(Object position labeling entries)

_ _ _ _ _ _ _

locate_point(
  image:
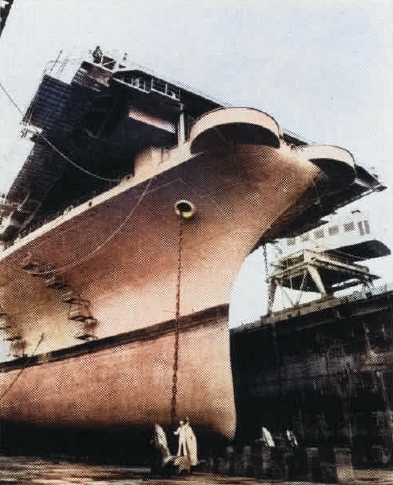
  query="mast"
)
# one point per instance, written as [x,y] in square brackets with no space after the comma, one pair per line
[5,7]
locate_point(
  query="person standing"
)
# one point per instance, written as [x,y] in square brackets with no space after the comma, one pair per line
[182,450]
[191,443]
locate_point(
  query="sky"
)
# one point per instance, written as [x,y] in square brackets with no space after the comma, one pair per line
[323,70]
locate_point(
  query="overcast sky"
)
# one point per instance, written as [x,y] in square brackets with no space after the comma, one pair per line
[322,69]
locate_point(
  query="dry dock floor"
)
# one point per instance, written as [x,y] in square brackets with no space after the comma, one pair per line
[22,470]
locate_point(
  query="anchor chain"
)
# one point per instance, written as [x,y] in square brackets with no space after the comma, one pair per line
[177,324]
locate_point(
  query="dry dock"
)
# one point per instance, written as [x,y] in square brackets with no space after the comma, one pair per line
[21,470]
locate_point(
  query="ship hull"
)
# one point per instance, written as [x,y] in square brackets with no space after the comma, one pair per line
[124,382]
[134,263]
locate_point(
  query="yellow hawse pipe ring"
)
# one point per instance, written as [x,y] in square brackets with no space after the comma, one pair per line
[185,209]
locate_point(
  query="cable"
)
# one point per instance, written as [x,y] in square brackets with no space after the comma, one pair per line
[55,149]
[21,370]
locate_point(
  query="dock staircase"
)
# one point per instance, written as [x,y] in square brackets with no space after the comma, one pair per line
[78,307]
[11,334]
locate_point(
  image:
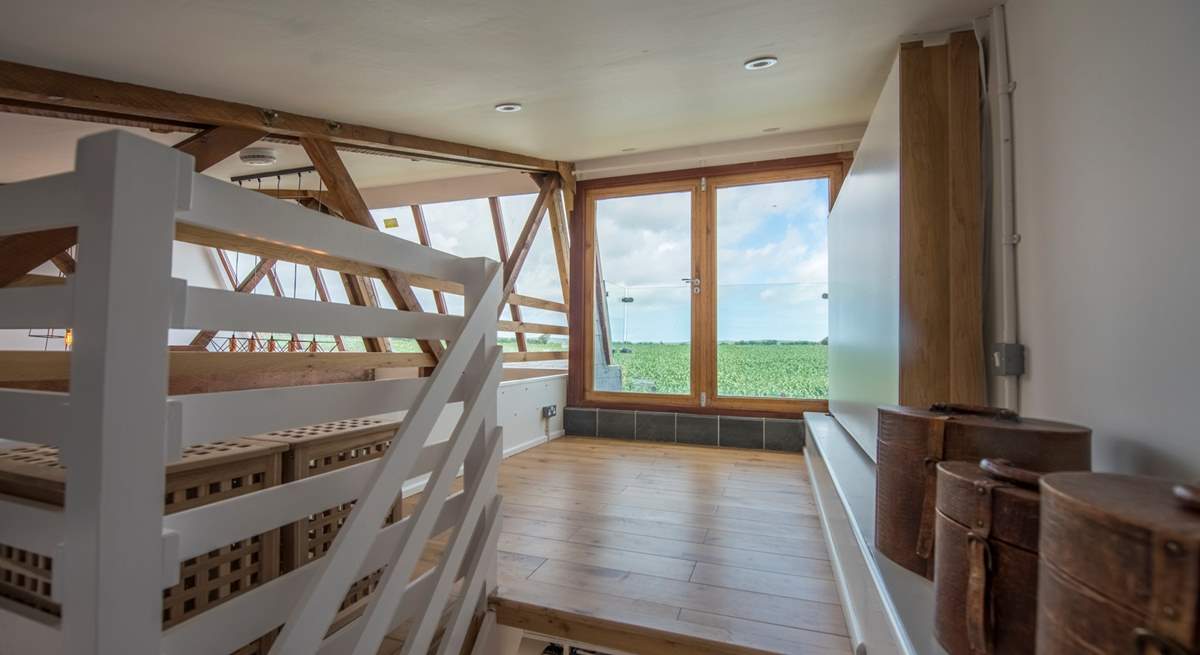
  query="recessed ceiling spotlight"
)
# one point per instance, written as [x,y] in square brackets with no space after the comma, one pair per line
[761,62]
[258,156]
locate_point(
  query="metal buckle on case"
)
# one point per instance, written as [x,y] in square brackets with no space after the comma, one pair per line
[987,548]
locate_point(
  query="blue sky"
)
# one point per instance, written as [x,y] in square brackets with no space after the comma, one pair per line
[772,259]
[772,263]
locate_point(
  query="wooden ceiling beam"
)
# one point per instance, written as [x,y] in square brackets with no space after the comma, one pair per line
[502,246]
[21,253]
[359,288]
[333,172]
[558,232]
[213,145]
[525,242]
[323,196]
[256,275]
[70,91]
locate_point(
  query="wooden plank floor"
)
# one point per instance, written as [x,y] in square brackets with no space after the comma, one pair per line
[666,548]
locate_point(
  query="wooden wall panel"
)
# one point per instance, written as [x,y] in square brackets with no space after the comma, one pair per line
[910,222]
[967,377]
[924,203]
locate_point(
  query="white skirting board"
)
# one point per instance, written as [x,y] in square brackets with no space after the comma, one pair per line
[888,610]
[520,414]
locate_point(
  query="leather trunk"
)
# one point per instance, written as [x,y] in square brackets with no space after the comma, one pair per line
[987,559]
[911,443]
[1120,568]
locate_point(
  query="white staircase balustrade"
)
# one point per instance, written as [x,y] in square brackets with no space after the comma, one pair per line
[118,428]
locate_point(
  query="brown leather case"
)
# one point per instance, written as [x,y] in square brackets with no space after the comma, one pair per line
[987,558]
[911,443]
[1120,568]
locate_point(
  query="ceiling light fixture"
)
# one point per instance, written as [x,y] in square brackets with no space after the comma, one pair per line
[258,156]
[761,62]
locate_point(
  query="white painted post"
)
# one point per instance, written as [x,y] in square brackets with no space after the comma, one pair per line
[112,570]
[485,272]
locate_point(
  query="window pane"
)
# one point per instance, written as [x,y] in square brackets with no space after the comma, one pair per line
[772,319]
[643,251]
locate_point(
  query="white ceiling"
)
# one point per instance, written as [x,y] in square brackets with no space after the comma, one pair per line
[33,146]
[595,77]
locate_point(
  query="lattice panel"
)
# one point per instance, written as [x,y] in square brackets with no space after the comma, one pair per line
[319,449]
[203,475]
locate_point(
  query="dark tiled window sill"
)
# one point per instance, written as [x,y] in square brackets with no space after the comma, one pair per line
[678,427]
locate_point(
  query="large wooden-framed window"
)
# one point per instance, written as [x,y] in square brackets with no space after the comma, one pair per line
[705,289]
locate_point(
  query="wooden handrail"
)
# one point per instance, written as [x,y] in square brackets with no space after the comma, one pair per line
[303,257]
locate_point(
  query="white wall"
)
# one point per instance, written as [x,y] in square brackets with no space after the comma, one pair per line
[519,413]
[864,275]
[1107,138]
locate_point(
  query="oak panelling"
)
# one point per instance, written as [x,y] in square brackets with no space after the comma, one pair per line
[967,377]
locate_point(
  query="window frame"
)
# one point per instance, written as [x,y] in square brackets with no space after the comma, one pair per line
[703,184]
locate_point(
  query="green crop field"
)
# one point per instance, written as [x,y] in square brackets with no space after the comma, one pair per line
[786,370]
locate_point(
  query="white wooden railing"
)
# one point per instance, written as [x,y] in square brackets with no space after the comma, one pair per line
[114,550]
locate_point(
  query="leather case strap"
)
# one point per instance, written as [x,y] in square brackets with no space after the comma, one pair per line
[976,410]
[981,618]
[1176,577]
[935,449]
[979,607]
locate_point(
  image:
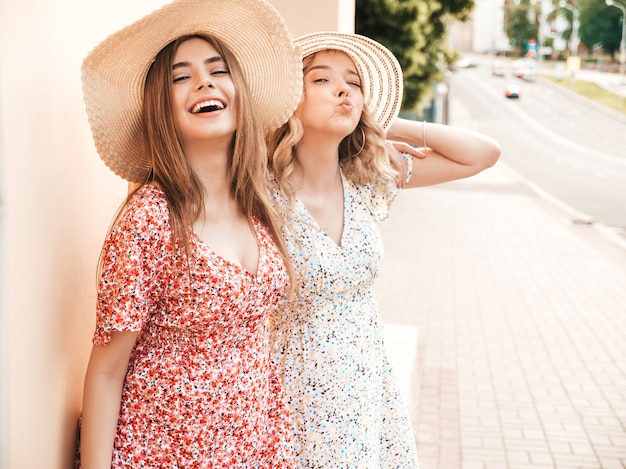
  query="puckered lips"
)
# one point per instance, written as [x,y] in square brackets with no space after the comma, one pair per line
[208,105]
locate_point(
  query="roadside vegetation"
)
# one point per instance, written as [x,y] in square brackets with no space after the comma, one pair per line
[592,91]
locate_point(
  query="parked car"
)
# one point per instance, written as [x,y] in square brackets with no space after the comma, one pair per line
[498,69]
[513,90]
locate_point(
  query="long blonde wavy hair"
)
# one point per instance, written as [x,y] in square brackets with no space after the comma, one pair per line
[170,168]
[362,154]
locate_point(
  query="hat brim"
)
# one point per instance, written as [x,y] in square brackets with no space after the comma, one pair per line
[114,72]
[381,74]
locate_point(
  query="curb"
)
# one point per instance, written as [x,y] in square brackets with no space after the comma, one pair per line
[577,217]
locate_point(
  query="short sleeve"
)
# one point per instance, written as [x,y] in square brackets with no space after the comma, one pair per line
[132,265]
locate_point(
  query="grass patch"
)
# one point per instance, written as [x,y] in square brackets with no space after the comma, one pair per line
[591,91]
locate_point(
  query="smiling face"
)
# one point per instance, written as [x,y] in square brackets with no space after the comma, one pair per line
[333,101]
[203,93]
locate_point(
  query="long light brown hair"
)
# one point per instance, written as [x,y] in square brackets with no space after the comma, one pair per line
[171,171]
[362,154]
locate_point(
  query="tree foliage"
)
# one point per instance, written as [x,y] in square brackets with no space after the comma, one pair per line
[521,23]
[415,31]
[600,25]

_ _ _ _ _ _ _

Output all of the data exactly as it stands, minus any images.

[RESULT BELOW]
locate_point(
  image:
  query="mast"
)
# one point per instance, written as [x,y] in square brackets with no space after the comma, one pair per line
[5,7]
locate_point(
  query="person standing"
)
# one point per instance, written as [x,y] in square brackets with no space after the comma, one pair per line
[182,450]
[191,443]
locate_point(
  query="sky"
)
# one point per instance, written as [x,y] in square brackets with no space after the comma, one pair per line
[323,70]
locate_point(
  query="overcast sky"
)
# one point per instance, written as [x,y] in square brackets with no space after the comma, one pair per line
[322,69]
locate_point(
  query="dry dock floor"
)
# one point per instance, written as [x,y] in square brackets with no space after the comma, one pair per line
[22,470]
locate_point(
  query="anchor chain"
)
# one point per instance, written as [x,y] in square brackets with no space after the comma, one pair per line
[177,324]
locate_point(
  query="dry dock"
)
# one point per instance, written as [x,y] in square brackets with no space after the comma, one pair per line
[21,470]
locate_point(
  query="ship hull"
)
# one point per instance, written as [x,y] in square brackets with no space after the comma, one pair per line
[124,382]
[134,263]
locate_point(
  query="yellow hawse pipe ring"
)
# one point per instance, written as [x,y] in square brackets with no space after the comma, one pair per line
[185,209]
locate_point(
  query="cable"
)
# one point per instance, written as [x,y] in square brackets with no space after the comma, one pair per line
[55,149]
[21,370]
locate_point(
  query="dock staircase"
)
# one point per instance, written as [x,y] in square brackets with no space after the comma, one pair per line
[78,307]
[11,334]
locate_point(
  image:
  query="recessed ceiling spotlight"
)
# one point per instance, written as [x,y] in square brackets with no space after the comma, one pair per line
[761,62]
[258,156]
locate_point(
  query="metal buckle on case"
)
# one point per instance, written as [x,y] in square brackets with no space after the comma, one pair per line
[987,548]
locate_point(
  query="blue sky"
)
# one point per instance, written as [x,y] in square brackets with no space after the comma, one pair per line
[772,259]
[772,263]
locate_point(
  query="wooden ceiling beam"
)
# one point per instance, written as [x,y] in square brackets with no space after the comma, one pair per line
[502,246]
[21,253]
[359,288]
[333,172]
[558,232]
[213,145]
[525,242]
[323,196]
[256,275]
[70,91]
locate_point(
  query="wooden plank floor"
)
# one point per instance, written as [x,y] in square brackets with no space after the comma, one pair per line
[666,548]
locate_point(
  query="wooden wall panel"
)
# one point per instance, written as [x,y] in square brackets with no space after the comma, one pair per line
[910,222]
[967,377]
[924,203]
locate_point(
  query="white skirting board"
)
# one point per instance, written as [x,y] in square brackets with no space after the comma, one pair per line
[888,610]
[520,414]
locate_point(
  query="leather trunk"
)
# one point per instance, written as [x,y] in square brackets with no space after the comma, one pair per line
[987,559]
[911,443]
[1120,568]
locate_point(
  query="white staircase balustrade"
)
# one point per instance, written as [x,y] in square brackets with no space after the comma, one pair per line
[118,428]
locate_point(
  query="brown leather case"
)
# one point per instance, written as [x,y] in square brackets with no space after the comma, one pair per line
[987,558]
[911,443]
[1120,568]
locate_point(
  query="ceiling light fixture"
)
# one point per instance, written as [x,y] in square brackets with no space after the comma, one pair per line
[258,156]
[761,62]
locate_point(
  query="white painted post"
)
# one point per instance, written as [x,y] in square brackets with no space after the comma, one pair per line
[112,570]
[485,272]
locate_point(
  query="window pane"
)
# one point per instance, written as [x,y] in square brackets with no space after the comma, one pair per line
[772,319]
[643,251]
locate_point(
  query="white ceiling"
)
# one point per instance, written as [x,y] in square brackets with no space after the comma, one pair per line
[33,146]
[595,77]
locate_point(
  query="lattice panel"
)
# one point per instance, written as [x,y] in square brackets with no space after the comma, one pair per line
[319,449]
[203,475]
locate_point(
  query="dark tiled window sill"
)
# one point per instance, written as [x,y] in square brackets with no space after the comma, one pair per line
[678,427]
locate_point(
  query="large wooden-framed window"
)
# one point per instance, written as [x,y] in square brackets with no space after the comma, one pair per line
[705,289]
locate_point(
  query="wooden handrail"
)
# one point per instance, written as [x,y] in square brackets with no space after the comma, one pair per line
[303,257]
locate_point(
  query="white wall"
)
# one point per instance, written as [x,y] in square brackets with no space after the comma, one pair per line
[519,413]
[864,275]
[1107,138]
locate_point(
  query="oak panelling"
)
# one point per instance, written as [x,y] in square brackets with no space after the comma, one pair per line
[967,377]
locate_point(
  query="window frame"
)
# one point per instance, written as [x,y] in square brackets with no space after the comma, one pair per line
[703,184]
locate_point(
  query="green crop field"
)
# one point per instance, written as [x,y] in square brackets with no space after the comma, one pair per line
[786,370]
locate_point(
  query="white wooden railing"
)
# one point per instance, written as [x,y] in square brackets with no space after the comma, one pair per line
[114,550]
locate_point(
  query="leather case strap"
)
# one point per instance, written as [x,y] in square brackets with no space after the comma, one pair per line
[976,410]
[981,618]
[1176,577]
[935,449]
[979,607]
locate_point(
  image:
  query="puckered lips"
)
# one point per instance, written as [x,y] in square brackets with no space after the comma, one pair per line
[208,105]
locate_point(
  query="roadside vegetation"
)
# one point per instance, written as [x,y] in square brackets with no space after the comma, one pair per line
[592,91]
locate_point(
  query="parked car"
)
# one point per instance, written as [x,y] in square brackets with no space after the comma, one pair per line
[498,69]
[513,90]
locate_point(
  query="long blonde wavy hair"
)
# one point per instance, written as [x,y] in square brackets with no space after the comma, one pair per line
[170,168]
[362,154]
locate_point(
  query="hat brim"
)
# one point per instance, written as [x,y] in square brackets with no space after the comma, one pair per line
[114,72]
[381,74]
locate_point(
  query="curb"
)
# one point per instance, written as [x,y] in square brackets with no space after the comma, one pair per line
[577,217]
locate_point(
  query="short sleeve"
)
# one point per instance, written as [x,y] in square brackets with no space after the comma, one pair per line
[132,265]
locate_point(
  query="grass patch"
)
# one point per instance, written as [x,y] in square brackets with no space after the comma, one pair per line
[591,91]
locate_point(
  query="smiling face"
)
# one point per instance, written as [x,y] in square brackets with no space after the comma, one pair per line
[333,101]
[203,93]
locate_point(
  query="long light brown hair"
)
# one point per instance, written as [x,y] in square brackets with no space after the comma, one pair per line
[171,171]
[362,154]
locate_point(
  query="tree foliage"
)
# one point per instance, written as [x,y] in square brackets with no space after the comma, one pair per line
[521,23]
[415,31]
[600,25]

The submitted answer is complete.